**Task goal:**
Answer these questions using the article on Mexico's abortion ruling:
(a) In what year did Mexico's top court first strike down a law criminalizing abortion in the state of Coahuila?
(b) Until now, in which cases has the federal public health system been legally obliged to provide abortion services?
(c) What position does Maria Antonieta Alcalde hold, and at what organization?

**Study text:**
=== Begin Enclosure ===

Analysis-Mexico has decriminalized abortion, but nationwide access remains elusive

MEXICO CITY (Reuters) – In a sweeping decision that would have once seemed almost impossible in this Catholic country, where women were jailed for ending pregnancies, Mexico’s Supreme Court this week declared it unconstitutional for the federal government to criminalize abortion.

FILE PHOTO: A banner reading: “Abortion Out of the Penal Code” hangs from a building during International Women’s Day, at the Zocalo Square in Mexico City, Mexico March 8, 2023. REUTERS/Quetzalli Nicte-Ha/File Photo

It was a huge victory for abortion rights advocates who have pushed for such a comprehensive ruling since 2021, when Mexico’s top Court first struck down a law criminalizing abortion in the northern state of Coahuila.

The ruling set a significant legal precedent and paved the way for the federal health system to begin providing abortion services and broaden access dramatically. At some point, that might even make Mexico an increasingly important destination for U.S. abortion-seekers fleeing more restrictive laws.

But Mexican abortion rights advocates say the ruling’s promise of expanding abortion access will not become a reality overnight and could depend on the political and legislative will of the federal government.

Aside from safeguarding abortion patients and providers from prosecution, the ruling will have limited impact on access until the federal public health system starts providing abortion services. The federal system has, until now, only been legally obliged to do so in cases of rape or to preserve the mother’s health.

Maria Antonieta Alcalde, Latin America and Caribbean director of reproductive rights organization IPAS, said the practical implementation of abortion services – via pill or surgery – should be a minimal lift for the national health ministry, which provides a full spectrum of healthcare services for the majority of the population.

“The point here is not capacity, the point here is political will,” Alcalde said.

A spokesperson for the health ministry did not return a request for comment.

How quickly federal services begin could depend on who wears the presidential sash.

=== End Enclosure ===

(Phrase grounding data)

=== Begin Enclosure ===

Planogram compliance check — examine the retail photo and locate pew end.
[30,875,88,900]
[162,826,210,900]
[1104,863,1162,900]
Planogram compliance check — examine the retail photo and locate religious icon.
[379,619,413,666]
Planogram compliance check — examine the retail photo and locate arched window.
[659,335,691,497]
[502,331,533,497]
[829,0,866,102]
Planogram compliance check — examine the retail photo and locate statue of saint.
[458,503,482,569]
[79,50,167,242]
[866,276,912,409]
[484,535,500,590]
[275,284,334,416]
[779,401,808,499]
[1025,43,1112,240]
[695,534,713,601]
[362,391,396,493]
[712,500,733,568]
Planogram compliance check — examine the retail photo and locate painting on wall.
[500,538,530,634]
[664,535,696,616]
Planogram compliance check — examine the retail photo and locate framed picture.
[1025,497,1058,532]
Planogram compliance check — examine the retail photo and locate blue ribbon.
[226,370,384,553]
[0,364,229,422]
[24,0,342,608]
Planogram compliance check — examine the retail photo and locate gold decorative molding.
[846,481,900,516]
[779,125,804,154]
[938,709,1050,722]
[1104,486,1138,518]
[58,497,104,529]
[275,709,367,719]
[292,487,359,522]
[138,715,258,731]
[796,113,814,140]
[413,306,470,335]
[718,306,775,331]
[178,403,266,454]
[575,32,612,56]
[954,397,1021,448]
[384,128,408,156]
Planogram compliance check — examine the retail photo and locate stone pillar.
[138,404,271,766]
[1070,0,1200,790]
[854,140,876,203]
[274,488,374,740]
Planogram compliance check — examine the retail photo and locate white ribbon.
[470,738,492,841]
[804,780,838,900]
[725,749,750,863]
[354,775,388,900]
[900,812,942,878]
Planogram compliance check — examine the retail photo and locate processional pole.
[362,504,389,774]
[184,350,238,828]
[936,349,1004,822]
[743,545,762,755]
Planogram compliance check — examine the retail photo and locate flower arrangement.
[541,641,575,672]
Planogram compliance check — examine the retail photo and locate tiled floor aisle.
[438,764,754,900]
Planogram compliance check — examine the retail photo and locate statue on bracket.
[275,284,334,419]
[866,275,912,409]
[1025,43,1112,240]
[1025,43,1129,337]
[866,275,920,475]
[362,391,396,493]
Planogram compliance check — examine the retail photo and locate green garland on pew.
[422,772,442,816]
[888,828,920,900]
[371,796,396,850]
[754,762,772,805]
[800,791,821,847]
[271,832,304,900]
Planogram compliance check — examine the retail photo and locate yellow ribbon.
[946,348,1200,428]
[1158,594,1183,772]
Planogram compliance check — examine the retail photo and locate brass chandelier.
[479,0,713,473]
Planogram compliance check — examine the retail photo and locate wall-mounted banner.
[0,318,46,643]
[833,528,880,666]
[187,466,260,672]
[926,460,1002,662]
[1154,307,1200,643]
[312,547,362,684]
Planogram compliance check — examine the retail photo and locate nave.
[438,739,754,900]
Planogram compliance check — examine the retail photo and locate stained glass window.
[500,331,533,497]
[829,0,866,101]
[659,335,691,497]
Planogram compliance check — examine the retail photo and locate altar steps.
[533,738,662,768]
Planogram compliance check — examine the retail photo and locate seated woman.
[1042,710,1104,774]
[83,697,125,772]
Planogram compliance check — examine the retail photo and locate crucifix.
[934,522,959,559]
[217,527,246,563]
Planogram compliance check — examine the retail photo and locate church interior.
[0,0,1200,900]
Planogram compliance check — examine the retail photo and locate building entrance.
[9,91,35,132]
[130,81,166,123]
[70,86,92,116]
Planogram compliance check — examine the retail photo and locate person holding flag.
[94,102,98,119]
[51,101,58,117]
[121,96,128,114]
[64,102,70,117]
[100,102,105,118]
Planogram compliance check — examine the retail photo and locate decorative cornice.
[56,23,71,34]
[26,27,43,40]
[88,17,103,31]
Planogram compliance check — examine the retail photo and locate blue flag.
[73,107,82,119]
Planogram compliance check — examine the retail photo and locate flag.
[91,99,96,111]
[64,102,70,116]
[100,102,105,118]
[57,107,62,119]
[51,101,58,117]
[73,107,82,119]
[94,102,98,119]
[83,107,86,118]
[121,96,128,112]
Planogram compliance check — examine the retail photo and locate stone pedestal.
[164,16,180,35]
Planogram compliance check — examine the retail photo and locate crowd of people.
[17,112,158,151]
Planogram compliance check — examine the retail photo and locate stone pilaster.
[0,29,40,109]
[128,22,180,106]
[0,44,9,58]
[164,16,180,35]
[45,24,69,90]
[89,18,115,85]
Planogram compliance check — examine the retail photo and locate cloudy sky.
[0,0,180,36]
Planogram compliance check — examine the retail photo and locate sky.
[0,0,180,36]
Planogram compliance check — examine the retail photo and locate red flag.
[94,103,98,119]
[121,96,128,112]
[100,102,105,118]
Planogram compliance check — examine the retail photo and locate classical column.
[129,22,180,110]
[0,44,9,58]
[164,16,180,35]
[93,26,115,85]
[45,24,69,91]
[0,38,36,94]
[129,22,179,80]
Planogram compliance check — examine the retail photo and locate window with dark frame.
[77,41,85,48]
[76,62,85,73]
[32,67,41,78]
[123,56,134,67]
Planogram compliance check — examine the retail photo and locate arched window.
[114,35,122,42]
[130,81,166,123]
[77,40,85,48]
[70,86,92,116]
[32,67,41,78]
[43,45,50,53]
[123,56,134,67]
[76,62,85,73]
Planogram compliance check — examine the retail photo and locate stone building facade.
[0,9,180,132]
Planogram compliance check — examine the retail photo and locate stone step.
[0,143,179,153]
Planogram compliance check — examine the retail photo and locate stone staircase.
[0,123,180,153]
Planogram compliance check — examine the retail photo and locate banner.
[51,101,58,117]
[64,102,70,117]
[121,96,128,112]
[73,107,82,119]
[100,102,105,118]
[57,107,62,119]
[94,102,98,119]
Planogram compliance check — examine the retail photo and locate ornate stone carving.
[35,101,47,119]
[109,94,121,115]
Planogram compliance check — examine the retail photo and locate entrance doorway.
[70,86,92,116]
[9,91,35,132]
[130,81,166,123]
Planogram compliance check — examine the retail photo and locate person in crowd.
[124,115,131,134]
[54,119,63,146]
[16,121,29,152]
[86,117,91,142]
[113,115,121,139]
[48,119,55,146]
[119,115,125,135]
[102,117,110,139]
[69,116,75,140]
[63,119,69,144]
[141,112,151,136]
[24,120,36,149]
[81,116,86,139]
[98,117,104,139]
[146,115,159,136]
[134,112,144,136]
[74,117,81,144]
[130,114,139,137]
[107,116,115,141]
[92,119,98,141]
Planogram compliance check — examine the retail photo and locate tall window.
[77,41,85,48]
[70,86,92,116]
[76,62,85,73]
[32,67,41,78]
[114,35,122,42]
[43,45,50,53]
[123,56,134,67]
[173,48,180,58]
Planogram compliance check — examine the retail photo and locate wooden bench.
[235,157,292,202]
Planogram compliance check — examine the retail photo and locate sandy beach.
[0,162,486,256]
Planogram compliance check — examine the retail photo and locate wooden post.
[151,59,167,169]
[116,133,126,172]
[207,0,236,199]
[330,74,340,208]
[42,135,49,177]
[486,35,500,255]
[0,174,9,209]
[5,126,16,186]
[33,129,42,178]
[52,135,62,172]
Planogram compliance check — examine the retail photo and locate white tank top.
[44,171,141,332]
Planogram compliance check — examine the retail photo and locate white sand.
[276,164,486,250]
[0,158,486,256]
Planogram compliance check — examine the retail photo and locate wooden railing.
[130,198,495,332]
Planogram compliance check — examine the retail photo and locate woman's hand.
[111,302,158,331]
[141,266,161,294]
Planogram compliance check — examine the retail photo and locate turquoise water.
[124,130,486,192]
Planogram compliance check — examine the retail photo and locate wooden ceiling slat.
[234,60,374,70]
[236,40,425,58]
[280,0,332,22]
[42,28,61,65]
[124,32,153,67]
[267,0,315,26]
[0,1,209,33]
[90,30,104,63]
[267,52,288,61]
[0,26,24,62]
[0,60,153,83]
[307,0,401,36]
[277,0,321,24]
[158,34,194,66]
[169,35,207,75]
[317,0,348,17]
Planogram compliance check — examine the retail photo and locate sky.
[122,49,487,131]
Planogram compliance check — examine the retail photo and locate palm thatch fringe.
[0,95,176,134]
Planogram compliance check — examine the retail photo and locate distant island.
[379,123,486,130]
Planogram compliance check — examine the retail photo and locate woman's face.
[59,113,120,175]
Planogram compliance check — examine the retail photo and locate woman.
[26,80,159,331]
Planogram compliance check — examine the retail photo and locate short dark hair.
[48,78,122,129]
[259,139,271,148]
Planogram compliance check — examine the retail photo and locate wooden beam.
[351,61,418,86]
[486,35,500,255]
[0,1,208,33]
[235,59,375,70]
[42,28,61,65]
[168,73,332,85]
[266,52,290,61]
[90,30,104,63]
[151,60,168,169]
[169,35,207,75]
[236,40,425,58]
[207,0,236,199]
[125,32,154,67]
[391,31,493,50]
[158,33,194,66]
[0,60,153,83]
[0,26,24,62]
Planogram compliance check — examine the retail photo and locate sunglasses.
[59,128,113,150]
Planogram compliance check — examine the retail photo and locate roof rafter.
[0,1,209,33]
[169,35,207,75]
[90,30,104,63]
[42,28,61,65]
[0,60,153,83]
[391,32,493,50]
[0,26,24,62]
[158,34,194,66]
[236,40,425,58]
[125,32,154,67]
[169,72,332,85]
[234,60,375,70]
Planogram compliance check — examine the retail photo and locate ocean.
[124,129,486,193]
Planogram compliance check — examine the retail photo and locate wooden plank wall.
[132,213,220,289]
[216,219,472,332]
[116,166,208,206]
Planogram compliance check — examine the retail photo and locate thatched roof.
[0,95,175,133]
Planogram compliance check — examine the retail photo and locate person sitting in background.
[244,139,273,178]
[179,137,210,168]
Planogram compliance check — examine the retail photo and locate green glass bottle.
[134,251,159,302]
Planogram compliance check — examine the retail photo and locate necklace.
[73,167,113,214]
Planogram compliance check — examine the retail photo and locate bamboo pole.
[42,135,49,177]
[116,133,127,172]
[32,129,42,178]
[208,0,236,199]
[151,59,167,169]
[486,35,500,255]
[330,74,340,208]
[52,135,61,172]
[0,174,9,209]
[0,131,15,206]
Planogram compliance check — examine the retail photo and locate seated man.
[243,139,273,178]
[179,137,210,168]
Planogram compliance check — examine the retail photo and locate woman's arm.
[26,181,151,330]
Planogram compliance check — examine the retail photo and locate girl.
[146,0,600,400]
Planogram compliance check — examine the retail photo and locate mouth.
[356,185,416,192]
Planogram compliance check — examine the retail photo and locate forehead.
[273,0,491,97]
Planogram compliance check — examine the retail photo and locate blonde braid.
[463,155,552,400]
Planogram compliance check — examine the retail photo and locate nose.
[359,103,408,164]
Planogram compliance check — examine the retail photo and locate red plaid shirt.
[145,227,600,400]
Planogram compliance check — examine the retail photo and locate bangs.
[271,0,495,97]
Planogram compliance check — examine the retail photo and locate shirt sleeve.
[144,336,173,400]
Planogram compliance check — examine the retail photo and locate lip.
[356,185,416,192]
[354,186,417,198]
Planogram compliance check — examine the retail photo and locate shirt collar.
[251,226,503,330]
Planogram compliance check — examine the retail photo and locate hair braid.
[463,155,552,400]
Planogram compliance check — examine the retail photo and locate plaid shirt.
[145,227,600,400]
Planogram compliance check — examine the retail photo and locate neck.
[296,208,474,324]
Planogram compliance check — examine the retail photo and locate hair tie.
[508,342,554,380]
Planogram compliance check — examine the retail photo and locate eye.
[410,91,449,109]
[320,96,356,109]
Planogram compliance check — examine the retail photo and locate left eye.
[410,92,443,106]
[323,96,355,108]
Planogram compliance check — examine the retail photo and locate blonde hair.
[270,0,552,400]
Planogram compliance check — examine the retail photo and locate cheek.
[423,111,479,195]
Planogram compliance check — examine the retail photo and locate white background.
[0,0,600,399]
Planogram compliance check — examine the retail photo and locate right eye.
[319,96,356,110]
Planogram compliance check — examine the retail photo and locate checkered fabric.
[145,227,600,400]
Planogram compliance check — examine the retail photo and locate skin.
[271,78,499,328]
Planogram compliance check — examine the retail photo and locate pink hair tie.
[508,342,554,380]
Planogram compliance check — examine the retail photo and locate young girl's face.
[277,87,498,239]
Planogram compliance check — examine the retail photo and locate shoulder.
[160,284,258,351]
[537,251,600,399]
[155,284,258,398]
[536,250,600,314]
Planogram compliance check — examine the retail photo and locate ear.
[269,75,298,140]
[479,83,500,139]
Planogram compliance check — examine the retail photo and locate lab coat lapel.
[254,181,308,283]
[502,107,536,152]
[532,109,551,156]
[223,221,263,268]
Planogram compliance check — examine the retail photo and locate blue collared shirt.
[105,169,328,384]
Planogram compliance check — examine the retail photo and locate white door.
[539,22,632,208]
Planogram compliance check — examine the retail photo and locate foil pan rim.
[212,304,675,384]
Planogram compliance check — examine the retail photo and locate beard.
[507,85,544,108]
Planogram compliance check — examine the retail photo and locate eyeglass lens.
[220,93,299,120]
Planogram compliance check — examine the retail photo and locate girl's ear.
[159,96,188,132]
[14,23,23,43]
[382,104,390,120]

=== End Enclosure ===

**Exercise response:**
(a) 2021.
(b) In cases of rape or to preserve the mother's health.
(c) She is Latin America and Caribbean director of the reproductive rights organization IPAS.